* _原文_:
───

インバウンドトラフィックのプライベート接続エンドポイントのピン留め¶
Amazon Web Services (AWS) および Microsoft Azure (Azure)のSnowflakeアカウントでは、プライベート接続エンドポイントをアカウントにピン留め(指定、登録、マッピング)することができます。Snowflakeでは、プライベートエンドポイントをアカウントにピン留めすることで、ピン留めされたエンドポイントから発信されるインバウンドトラフィックが、ピン留めしたアカウントにのみ送られるようにしています。Snowflakeでは、ピン留めされたエンドポイント、ネットワークポリシー、およびネットワークルールを使用して、Snowflakeアカウントへのネットワーク攻撃対象領域を減らし、セキュリティ体制を強化することを推奨しています。
Tip
ピン留めにより、許可されたプライベートエンドポイントのみを使用して、顧客ネットワークから特定のSnowflakeアカウントにトラフィックを送信することができます。IPs および VPCE IDs/LinkIDs の特定のリストからSnowflakeアカウントへのインバウンドアクセスを制限する場合は、 ネットワークポリシー および ネットワークルール を使用します。
Snowflakeは、プライベート接続で受信したすべてのリクエストに対して、イングレスポイントでプライベートエンドポイントのピン留めチェックを実施します。このチェックでは、次の2つのキー情報を比較します:
リクエストヘッダに入力されたエンドポイント ID。

───

* _課題_: 原文のうち「インバウンドトラフィックのプライベート接続エンドポイントのピン留め¶」を含む箇所から「および ネットワークルール を使用します。」までを、「ネットワークポリシー」を「アクセスポリシー」に更新して示してください。

───

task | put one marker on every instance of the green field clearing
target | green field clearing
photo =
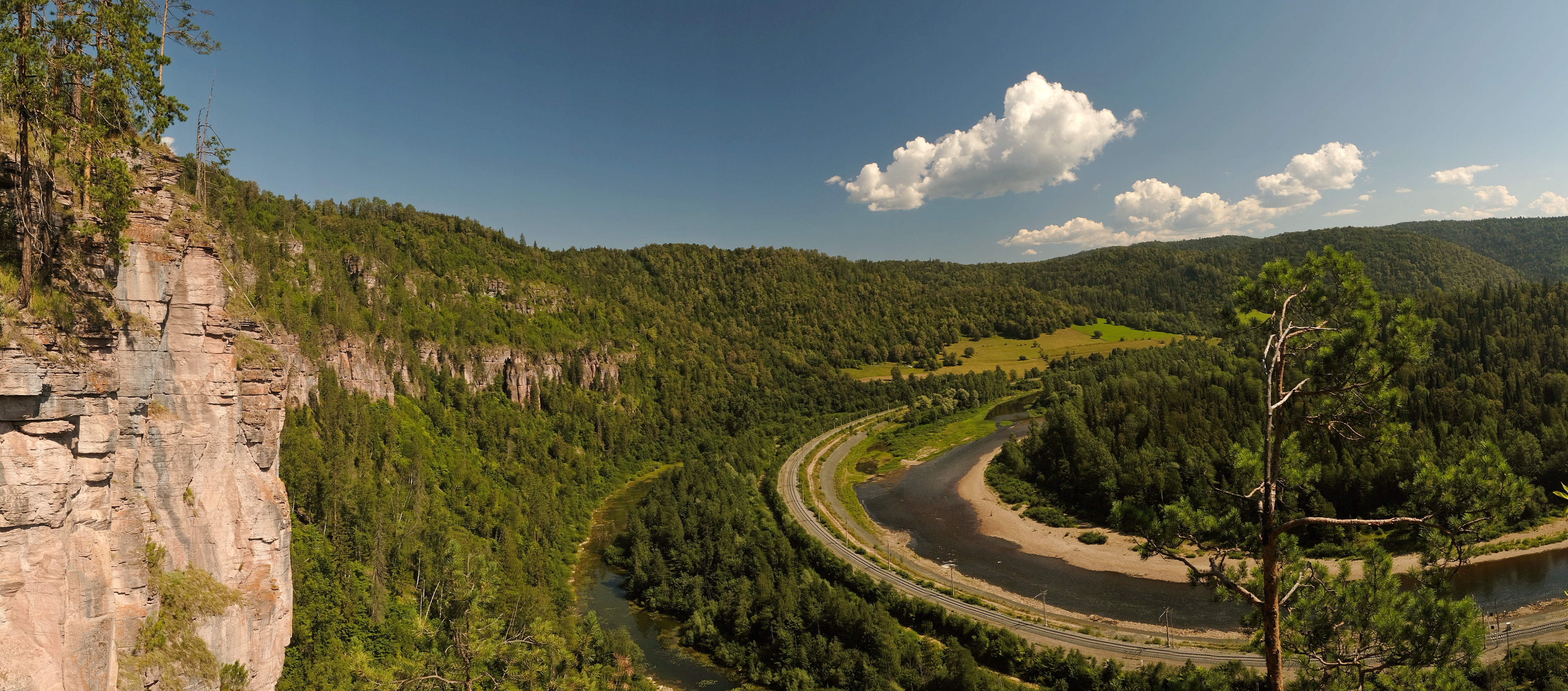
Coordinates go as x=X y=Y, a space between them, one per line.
x=999 y=352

───

* _回答_:
インバウンドトラフィックのプライベート接続エンドポイントのピン留め¶
Amazon Web Services (AWS) および Microsoft Azure (Azure)のSnowflakeアカウントでは、プライベート接続エンドポイントをアカウントにピン留め(指定、登録、マッピング)することができます。Snowflakeでは、プライベートエンドポイントをアカウントにピン留めすることで、ピン留めされたエンドポイントから発信されるインバウンドトラフィックが、ピン留めしたアカウントにのみ送られるようにしています。Snowflakeでは、ピン留めされたエンドポイント、アクセスポリシー、およびネットワークルールを使用して、Snowflakeアカウントへのネットワーク攻撃対象領域を減らし、セキュリティ体制を強化することを推奨しています。
Tip
ピン留めにより、許可されたプライベートエンドポイントのみを使用して、顧客ネットワークから特定のSnowflakeアカウントにトラフィックを送信することができます。IPs および VPCE IDs/LinkIDs の特定のリストからSnowflakeアカウントへのインバウンドアクセスを制限する場合は、 アクセスポリシー および ネットワークルール を使用します。